= Texto fornecido =
┌──

Um dia parou de chover: como
o Saara foi de mata com rios e gente a deserto.
Um
dos maiores desertos do planeta, o Saara já teve mata, árvores, rios, animais e
até gente morando. Mas, gradualmente, a chuva foi se tornando cada vez mais
rara, até que a área se tornou completamente árida.
O
período "verde" do deserto africano durou cerca de 5.000 anos - o
que, apesar de parecer muito, para a escala global é considerado um intervalo
curto. Foi, na verdade, um hiato: os cientistas estimam que a área era
desértica antes e viu as chuvas chegarem há 10.500 anos, para novamente
desaparecer 5.500 anos atrás.

└──

= Tarefas escritas =
1. Responda com base no texto sobre o Saara:
(a) O que o Saara já teve, além de mata?
(b) Quanto tempo durou o período "verde" do deserto africano?
(c) Segundo a estimativa dos cientistas, há quantos anos as chuvas chegaram à área?
2. Duplique do texto sobre o Saara o trecho de "Um dia parou" até "tornou completamente árida.".

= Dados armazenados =
┌──

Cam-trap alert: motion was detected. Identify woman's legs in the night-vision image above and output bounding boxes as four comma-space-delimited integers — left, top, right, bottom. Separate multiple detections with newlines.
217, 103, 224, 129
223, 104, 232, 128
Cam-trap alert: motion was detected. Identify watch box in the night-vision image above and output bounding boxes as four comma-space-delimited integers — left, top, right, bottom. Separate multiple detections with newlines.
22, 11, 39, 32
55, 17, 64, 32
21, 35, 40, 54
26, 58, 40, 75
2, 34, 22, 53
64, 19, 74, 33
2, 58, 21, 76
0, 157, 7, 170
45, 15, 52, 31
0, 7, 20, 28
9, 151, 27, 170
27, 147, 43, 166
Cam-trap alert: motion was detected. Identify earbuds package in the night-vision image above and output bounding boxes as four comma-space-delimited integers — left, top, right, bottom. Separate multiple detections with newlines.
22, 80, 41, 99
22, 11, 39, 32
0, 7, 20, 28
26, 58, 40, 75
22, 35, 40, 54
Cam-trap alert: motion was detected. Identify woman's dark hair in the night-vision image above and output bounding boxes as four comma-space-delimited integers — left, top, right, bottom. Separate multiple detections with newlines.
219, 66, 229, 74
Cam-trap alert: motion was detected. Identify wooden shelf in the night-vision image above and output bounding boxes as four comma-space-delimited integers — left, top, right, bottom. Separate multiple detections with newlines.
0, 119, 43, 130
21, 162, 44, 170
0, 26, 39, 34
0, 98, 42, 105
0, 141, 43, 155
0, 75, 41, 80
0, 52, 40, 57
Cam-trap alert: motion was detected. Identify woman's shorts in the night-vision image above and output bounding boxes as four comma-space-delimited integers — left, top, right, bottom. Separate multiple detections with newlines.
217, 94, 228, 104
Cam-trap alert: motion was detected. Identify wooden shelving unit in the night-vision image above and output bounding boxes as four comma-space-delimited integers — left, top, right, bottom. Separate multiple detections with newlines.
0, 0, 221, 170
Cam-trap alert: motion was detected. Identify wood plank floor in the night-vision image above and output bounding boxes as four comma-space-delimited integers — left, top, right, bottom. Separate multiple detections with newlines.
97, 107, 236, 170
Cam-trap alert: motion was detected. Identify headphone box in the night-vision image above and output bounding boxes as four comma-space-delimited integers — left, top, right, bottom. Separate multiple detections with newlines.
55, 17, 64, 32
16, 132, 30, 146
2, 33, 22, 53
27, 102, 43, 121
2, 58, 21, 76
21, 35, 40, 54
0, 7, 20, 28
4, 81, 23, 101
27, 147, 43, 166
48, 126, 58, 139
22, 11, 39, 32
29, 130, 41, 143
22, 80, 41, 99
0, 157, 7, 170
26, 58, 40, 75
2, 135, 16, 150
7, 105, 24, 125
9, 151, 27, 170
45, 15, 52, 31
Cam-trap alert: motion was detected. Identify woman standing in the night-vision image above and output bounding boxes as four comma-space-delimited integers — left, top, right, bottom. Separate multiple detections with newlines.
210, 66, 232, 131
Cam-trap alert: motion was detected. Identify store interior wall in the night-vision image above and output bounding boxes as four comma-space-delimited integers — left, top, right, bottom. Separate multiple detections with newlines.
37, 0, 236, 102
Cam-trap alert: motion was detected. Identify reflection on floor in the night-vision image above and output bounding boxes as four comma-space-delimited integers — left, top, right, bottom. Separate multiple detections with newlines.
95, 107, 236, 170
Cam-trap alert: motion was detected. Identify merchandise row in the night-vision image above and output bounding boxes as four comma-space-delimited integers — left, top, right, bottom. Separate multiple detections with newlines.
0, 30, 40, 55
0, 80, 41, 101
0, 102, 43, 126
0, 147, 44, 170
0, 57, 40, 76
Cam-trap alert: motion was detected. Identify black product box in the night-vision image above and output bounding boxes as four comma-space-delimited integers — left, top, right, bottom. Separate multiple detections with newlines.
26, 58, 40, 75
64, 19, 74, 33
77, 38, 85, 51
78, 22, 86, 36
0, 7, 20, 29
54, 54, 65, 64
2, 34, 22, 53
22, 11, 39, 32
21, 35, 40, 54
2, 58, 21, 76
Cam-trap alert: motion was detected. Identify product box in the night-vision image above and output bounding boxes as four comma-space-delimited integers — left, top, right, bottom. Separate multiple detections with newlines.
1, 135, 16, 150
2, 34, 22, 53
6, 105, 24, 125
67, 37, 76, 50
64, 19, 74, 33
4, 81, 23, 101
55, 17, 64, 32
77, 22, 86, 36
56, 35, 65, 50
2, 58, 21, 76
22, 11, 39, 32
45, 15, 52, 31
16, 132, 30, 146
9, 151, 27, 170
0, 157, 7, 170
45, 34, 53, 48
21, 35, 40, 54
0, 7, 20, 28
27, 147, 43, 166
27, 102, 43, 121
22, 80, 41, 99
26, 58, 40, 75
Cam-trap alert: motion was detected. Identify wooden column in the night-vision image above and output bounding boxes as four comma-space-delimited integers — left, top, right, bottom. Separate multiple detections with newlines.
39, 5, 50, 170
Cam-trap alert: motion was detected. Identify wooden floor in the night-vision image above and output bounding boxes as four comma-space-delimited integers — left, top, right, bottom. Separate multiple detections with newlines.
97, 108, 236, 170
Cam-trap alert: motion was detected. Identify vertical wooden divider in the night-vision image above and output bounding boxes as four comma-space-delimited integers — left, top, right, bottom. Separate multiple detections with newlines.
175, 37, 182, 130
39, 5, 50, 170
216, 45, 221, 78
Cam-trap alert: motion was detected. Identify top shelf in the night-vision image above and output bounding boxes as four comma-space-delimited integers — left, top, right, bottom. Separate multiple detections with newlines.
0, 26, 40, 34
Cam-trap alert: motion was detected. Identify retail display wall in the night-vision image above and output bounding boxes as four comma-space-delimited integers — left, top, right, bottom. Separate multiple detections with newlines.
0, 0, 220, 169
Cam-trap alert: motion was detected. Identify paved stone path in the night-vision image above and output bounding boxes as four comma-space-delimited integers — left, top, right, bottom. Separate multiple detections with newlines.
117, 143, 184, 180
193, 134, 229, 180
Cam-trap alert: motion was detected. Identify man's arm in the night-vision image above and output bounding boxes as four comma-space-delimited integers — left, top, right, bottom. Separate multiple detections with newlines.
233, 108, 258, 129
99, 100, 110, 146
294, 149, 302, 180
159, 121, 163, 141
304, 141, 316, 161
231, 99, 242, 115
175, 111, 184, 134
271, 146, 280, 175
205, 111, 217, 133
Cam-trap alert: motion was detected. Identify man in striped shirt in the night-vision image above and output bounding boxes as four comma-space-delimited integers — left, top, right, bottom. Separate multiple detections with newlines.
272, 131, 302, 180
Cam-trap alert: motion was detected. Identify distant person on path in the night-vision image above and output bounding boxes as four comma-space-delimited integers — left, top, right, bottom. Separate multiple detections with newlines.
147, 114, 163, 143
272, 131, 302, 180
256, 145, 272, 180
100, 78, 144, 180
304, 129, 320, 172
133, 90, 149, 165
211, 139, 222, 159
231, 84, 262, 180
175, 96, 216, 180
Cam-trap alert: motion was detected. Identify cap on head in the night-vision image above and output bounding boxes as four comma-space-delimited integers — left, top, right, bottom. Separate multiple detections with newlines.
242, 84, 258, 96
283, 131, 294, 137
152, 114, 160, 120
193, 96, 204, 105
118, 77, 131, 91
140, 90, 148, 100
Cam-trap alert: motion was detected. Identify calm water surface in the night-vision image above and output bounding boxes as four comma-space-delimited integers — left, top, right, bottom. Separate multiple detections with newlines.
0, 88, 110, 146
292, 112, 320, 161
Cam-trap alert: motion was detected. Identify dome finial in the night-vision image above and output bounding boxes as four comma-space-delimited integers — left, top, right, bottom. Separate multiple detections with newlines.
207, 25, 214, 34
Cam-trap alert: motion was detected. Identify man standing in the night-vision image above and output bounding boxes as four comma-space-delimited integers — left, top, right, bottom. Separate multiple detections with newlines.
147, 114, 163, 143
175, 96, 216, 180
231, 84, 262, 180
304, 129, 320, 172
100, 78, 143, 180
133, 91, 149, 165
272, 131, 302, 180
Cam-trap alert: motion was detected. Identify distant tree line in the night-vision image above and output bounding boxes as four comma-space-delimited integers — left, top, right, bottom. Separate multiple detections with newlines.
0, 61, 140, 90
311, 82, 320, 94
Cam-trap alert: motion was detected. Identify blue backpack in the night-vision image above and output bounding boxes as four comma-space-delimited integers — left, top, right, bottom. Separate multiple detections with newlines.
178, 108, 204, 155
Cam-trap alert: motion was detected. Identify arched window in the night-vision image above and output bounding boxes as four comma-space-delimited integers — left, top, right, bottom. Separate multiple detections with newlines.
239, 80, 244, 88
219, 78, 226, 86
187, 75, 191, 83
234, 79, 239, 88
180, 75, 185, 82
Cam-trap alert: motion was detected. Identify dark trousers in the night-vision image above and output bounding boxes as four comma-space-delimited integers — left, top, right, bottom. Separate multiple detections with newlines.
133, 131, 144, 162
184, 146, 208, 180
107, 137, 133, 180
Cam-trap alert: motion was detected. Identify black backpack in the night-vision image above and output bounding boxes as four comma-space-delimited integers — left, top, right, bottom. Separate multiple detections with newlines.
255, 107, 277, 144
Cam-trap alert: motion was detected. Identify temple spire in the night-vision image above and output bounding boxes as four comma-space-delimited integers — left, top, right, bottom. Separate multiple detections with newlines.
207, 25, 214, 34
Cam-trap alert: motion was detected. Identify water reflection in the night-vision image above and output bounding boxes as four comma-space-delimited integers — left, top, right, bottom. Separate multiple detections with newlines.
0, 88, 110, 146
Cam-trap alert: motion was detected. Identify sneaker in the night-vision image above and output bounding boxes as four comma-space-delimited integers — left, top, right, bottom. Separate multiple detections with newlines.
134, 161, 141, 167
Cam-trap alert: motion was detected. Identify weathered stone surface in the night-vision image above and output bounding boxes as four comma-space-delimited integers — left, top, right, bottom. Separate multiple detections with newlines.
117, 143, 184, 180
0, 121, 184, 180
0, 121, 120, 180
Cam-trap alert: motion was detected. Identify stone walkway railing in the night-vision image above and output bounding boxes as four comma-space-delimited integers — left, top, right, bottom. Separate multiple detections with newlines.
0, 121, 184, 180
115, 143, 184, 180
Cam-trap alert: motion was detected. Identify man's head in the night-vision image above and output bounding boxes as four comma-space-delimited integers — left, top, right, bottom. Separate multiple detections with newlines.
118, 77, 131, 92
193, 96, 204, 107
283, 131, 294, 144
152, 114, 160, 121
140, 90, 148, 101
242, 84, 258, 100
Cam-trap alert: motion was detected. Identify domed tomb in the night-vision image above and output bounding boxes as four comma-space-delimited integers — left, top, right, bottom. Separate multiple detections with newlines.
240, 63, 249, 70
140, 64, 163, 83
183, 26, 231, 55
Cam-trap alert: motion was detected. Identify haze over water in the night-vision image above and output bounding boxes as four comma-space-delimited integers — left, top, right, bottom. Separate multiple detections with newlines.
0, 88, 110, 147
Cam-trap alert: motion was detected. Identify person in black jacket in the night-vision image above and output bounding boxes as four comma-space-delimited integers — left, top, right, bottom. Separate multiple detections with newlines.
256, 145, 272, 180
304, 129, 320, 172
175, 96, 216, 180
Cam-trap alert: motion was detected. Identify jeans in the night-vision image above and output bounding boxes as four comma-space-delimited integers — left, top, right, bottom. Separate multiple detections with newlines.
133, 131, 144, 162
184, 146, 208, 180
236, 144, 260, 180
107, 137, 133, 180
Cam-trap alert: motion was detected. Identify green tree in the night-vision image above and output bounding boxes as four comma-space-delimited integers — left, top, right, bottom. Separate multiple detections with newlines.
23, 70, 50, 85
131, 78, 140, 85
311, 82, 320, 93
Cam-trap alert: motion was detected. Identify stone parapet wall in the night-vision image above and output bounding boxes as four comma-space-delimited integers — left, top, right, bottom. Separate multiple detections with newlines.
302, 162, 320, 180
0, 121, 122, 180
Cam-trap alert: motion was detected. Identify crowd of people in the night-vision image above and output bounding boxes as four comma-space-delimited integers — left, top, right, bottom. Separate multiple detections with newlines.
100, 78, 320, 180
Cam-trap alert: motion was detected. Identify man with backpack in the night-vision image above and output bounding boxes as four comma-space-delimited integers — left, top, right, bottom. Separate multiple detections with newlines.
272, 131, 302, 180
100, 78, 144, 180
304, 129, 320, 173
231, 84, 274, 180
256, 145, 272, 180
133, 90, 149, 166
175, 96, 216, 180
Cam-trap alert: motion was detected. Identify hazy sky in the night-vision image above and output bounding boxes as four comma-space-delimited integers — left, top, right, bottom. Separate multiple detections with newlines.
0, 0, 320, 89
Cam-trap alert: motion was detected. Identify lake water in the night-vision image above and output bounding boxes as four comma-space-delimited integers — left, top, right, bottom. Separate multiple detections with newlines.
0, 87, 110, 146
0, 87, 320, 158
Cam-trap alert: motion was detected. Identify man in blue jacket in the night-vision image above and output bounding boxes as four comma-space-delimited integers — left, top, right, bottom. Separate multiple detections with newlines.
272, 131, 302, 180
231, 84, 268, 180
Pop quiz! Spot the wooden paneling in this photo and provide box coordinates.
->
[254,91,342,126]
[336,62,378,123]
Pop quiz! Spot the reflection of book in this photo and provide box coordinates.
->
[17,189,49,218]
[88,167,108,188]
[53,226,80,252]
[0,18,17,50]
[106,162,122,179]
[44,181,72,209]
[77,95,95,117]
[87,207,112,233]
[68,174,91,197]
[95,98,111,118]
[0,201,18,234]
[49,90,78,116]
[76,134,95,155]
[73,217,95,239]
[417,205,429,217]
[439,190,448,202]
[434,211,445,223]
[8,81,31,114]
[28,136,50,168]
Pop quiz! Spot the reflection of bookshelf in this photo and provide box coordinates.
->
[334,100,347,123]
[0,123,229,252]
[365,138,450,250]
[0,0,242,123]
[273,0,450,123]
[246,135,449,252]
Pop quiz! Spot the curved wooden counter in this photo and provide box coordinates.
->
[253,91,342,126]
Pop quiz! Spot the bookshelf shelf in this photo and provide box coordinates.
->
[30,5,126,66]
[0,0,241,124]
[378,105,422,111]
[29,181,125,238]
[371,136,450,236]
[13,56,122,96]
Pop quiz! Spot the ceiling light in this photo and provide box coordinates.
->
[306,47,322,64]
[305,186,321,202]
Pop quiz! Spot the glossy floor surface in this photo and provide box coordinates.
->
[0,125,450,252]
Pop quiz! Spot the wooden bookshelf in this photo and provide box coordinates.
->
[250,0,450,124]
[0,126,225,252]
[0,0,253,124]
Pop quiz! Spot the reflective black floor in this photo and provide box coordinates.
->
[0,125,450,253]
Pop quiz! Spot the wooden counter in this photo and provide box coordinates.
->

└──

= Respostas escritas =
1.
(a) Árvores, rios, animais e até gente morando.
(b) Cerca de 5.000 anos.
(c) Há 10.500 anos.

2.
Um dia parou de chover: como
o Saara foi de mata com rios e gente a deserto.
Um
dos maiores desertos do planeta, o Saara já teve mata, árvores, rios, animais e
até gente morando. Mas, gradualmente, a chuva foi se tornando cada vez mais
rara, até que a área se tornou completamente árida.